* _The exercise_
Copy each of the entries below word for word, keeping every line unchanged and in the same order.

* _Data_

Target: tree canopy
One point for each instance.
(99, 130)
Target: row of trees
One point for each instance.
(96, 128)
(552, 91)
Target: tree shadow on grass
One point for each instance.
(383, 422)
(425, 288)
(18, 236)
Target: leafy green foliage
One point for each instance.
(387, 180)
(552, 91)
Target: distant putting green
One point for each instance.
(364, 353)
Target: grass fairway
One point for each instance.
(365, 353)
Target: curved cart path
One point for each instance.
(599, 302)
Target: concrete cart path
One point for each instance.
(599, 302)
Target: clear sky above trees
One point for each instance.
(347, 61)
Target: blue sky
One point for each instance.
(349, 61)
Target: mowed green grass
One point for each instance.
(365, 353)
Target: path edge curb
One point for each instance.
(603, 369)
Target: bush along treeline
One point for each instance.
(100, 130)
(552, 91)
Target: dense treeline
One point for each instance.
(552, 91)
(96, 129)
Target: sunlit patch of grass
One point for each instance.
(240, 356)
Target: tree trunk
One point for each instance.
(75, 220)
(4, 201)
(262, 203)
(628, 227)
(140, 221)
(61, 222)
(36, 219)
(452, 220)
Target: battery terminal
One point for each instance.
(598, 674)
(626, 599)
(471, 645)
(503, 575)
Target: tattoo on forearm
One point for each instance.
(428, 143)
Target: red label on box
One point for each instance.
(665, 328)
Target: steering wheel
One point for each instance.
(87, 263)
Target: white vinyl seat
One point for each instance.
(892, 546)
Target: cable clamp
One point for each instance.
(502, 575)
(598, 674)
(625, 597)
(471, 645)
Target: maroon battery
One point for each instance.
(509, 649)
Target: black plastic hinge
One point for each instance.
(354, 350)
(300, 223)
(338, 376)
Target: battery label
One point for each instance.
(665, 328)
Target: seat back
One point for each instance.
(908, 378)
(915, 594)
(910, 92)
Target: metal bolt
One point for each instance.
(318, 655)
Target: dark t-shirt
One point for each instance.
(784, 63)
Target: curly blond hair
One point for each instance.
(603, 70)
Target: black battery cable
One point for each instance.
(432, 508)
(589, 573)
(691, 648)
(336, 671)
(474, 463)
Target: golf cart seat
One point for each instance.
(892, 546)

* _Solution for this task_
Target: tree canopy
One point for each instance.
(99, 130)
Target: row of trees
One point for each instance.
(96, 128)
(552, 91)
Target: tree shadow on grass
One point for each instance.
(383, 422)
(425, 288)
(18, 236)
Target: leafy green foliage
One point for each instance.
(387, 180)
(552, 91)
Target: distant putting green
One point for each instance.
(364, 353)
Target: grass fairway
One point for each instance.
(365, 353)
Target: curved cart path
One point for each instance.
(599, 302)
Target: concrete cart path
One point for each instance.
(599, 302)
Target: clear sky above trees
One point for each instance.
(347, 61)
Target: blue sky
One point for each instance.
(349, 61)
Target: mowed green grass
One point for each instance.
(365, 353)
Target: path edge curb
One point for each instance.
(603, 369)
Target: bush along treeline
One point for each instance.
(100, 130)
(552, 91)
Target: dense treeline
One point for each instance.
(552, 91)
(96, 129)
Target: sunlit patch of grass
One point for each instance.
(240, 356)
Target: tree trunk
One point for each instance.
(75, 220)
(4, 201)
(262, 203)
(628, 227)
(140, 221)
(61, 222)
(36, 219)
(452, 220)
Target: battery terminal
One point for each instance.
(598, 674)
(626, 599)
(471, 645)
(503, 575)
Target: tattoo on forearm
One point for each instance.
(428, 143)
Target: red label on box
One point for each instance.
(665, 328)
Target: steering wheel
One point for each instance.
(87, 263)
Target: white vinyl seat
One point for each instance.
(892, 546)
Target: cable clamp
One point for each instance.
(502, 575)
(598, 674)
(625, 597)
(471, 645)
Target: maroon battery
One point for each instance.
(509, 649)
Target: black plastic hinge
One point for each instance.
(354, 350)
(300, 223)
(338, 376)
Target: battery label
One point for each instance.
(665, 328)
Target: seat back
One point for each instance.
(908, 378)
(915, 594)
(910, 92)
Target: metal bolt
One point for each instance.
(318, 655)
Target: dark t-shirt
One point for each instance.
(784, 63)
Target: curly blond hair
One point for each instance.
(603, 70)
Target: black battery cable
One point for each instance.
(432, 508)
(589, 573)
(691, 648)
(336, 671)
(474, 463)
Target: golf cart seat
One point for each instance.
(892, 546)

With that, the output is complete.